## Text to read
※ ※ ※

Bug 40401

Summary: Cogs is slow
Product: Mesa Reporter: Pavel Ondračka <pavel.ondracka>
Component: Mesa coreAssignee: mesa-dev
Status: RESOLVED FIXED QA Contact:
Severity: normal    
Priority: medium CC: niels_ole, ptpzz, sa, thejoe
Version: gitKeywords: patch
Hardware: Other   
OS: All   
Whiteboard:
i915 platform: i915 features:

Description Pavel Ondračka 2011-08-26 11:07:54 UTC
The game Cogs is very slow with the r300g (and r600g) driver. This was originally mentioned in bug 39572, however that bug was about different problem and is already closed. There are two experimental patches for r300g and r600g in that bug, so I'm opening a new bug to keep track of them. Setting component to mesa core because the problem seems to be in u_vbuf_manager.

Patches from Vadim Girlin:
https://bugs.freedesktop.org/attachment.cgi?id=49707
https://bugs.freedesktop.org/attachment.cgi?id=49735

Those patches makes Cogs much faster.

※ ※ ※

## Data shown

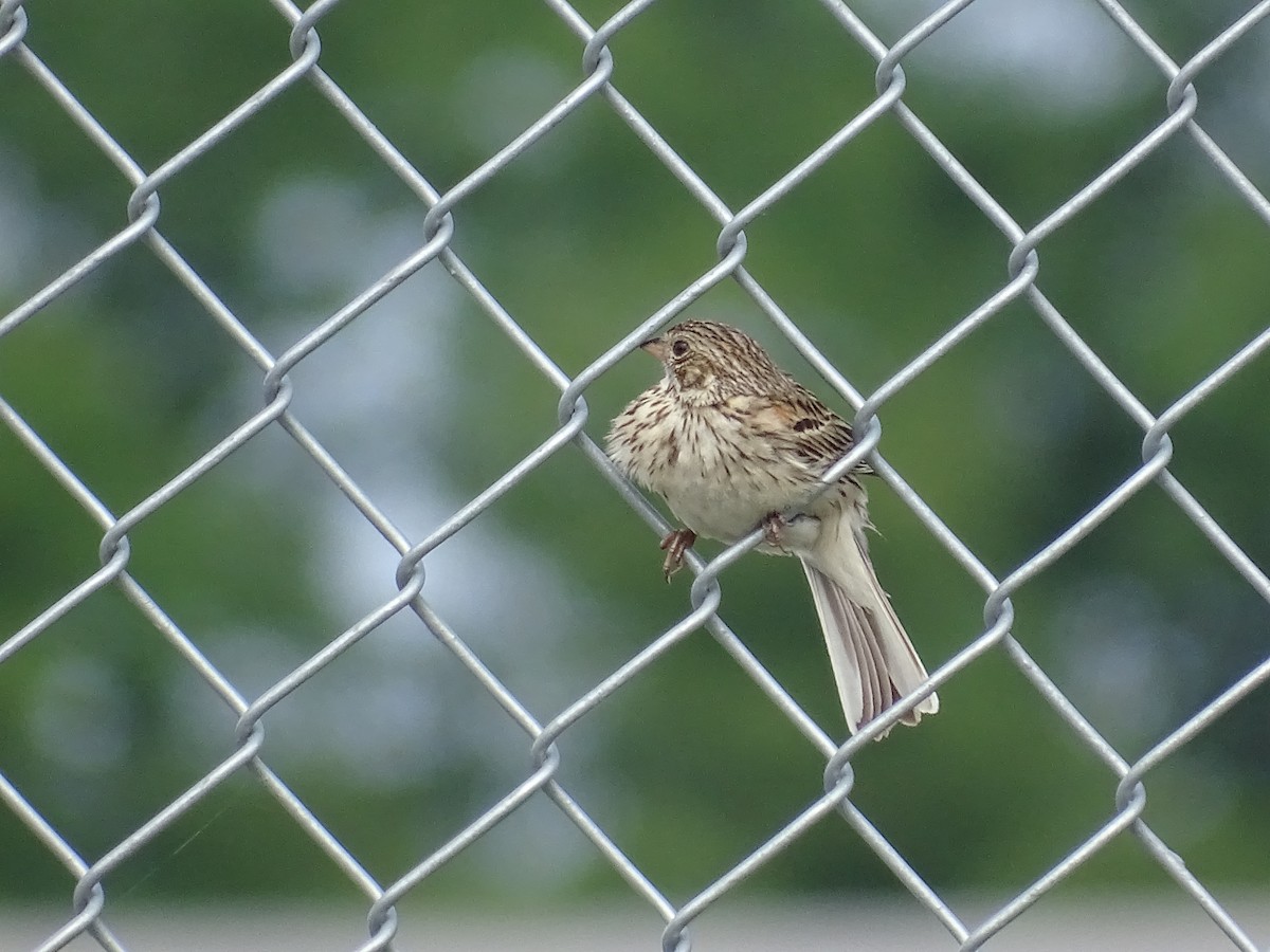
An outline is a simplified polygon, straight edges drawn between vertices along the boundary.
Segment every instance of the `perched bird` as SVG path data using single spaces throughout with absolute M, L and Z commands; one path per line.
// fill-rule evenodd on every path
M 851 449 L 851 425 L 726 324 L 685 321 L 640 347 L 665 376 L 613 420 L 608 454 L 686 526 L 662 542 L 667 580 L 698 534 L 732 543 L 762 524 L 758 551 L 803 561 L 855 734 L 917 688 L 926 669 L 869 561 L 859 477 L 872 470 L 859 466 L 808 504 Z M 801 513 L 784 519 L 791 508 Z M 903 722 L 939 707 L 931 694 Z

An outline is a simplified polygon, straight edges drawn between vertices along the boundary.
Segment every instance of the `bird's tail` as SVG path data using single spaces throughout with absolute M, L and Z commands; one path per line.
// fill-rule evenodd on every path
M 866 524 L 862 503 L 847 501 L 824 519 L 815 547 L 803 556 L 852 734 L 927 677 L 869 561 Z M 939 697 L 930 694 L 900 720 L 914 725 L 939 710 Z

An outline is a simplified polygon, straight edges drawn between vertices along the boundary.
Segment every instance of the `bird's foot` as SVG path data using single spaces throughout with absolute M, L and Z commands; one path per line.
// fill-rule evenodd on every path
M 780 513 L 768 513 L 758 524 L 763 527 L 763 542 L 777 551 L 786 551 L 785 531 L 789 528 L 789 523 L 785 522 L 784 515 Z
M 676 529 L 662 539 L 662 548 L 665 550 L 665 561 L 662 562 L 662 574 L 669 581 L 674 572 L 683 567 L 683 553 L 692 548 L 697 541 L 697 533 L 692 529 Z

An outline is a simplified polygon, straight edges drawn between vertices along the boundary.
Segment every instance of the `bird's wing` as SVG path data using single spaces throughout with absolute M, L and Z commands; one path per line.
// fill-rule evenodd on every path
M 856 444 L 851 424 L 803 385 L 790 383 L 784 393 L 742 397 L 745 409 L 765 437 L 786 447 L 813 472 L 824 472 Z M 871 473 L 872 468 L 861 462 L 853 472 Z

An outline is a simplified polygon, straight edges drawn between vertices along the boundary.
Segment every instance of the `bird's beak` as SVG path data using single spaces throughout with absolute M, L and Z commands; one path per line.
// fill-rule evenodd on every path
M 665 359 L 665 341 L 660 338 L 649 338 L 639 345 L 640 350 L 648 350 L 658 360 Z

※ ※ ※

## Things to do
1 > Repeat the passage from the Cogs bug report starting at "Summary: Cogs is" and ending at "be in u_vbuf_manager.".
2 > Proceed with the Cogs bug report from the point where it currently stops.
The data here were taken from a separate source.

## Answer set
1 >
Summary: Cogs is slow
Product: Mesa Reporter: Pavel Ondračka <pavel.ondracka>
Component: Mesa coreAssignee: mesa-dev
Status: RESOLVED FIXED QA Contact:
Severity: normal    
Priority: medium CC: niels_ole, ptpzz, sa, thejoe
Version: gitKeywords: patch
Hardware: Other   
OS: All   
Whiteboard:
i915 platform: i915 features:

Description Pavel Ondračka 2011-08-26 11:07:54 UTC
The game Cogs is very slow with the r300g (and r600g) driver. This was originally mentioned in bug 39572, however that bug was about different problem and is already closed. There are two experimental patches for r300g and r600g in that bug, so I'm opening a new bug to keep track of them. Setting component to mesa core because the problem seems to be in u_vbuf_manager.

2 >
Comment 1 Vadim Girlin 2011-08-26 17:35:22 UTC
(In reply to comment #0)
> The game Cogs is very slow with the r300g (and r600g) driver. This was
> originally mentioned in bug 39572, however that bug was about different problem
> and is already closed. There are two experimental patches for r300g and r600g
> in that bug, so I'm opening a new bug to keep track of them. Setting component
> to mesa core because the problem seems to be in u_vbuf_manager.
> 

I think it's not a mesa problem, it's a problem of the game which uses opengl
in the way which is clearly described in the gl spec as the way to get reduced
performance. This patch is a workaround for the game problem and it was written
just to check that I located the problem correctly. All other (properly
optimized) apps won't benefit from this patch, probably they'll become a bit
slower due to additional overhead with this workaround. That's why I'm not sure
that I want to submit such patches to mesa.

The best solution is to fix the game itself, so I think it makes sense to ask
the game developers about it (or to open the sources).
Comment 2 Pavel Ondračka 2011-08-26 23:17:40 UTC
(In reply to comment #1)
> (In reply to comment #0)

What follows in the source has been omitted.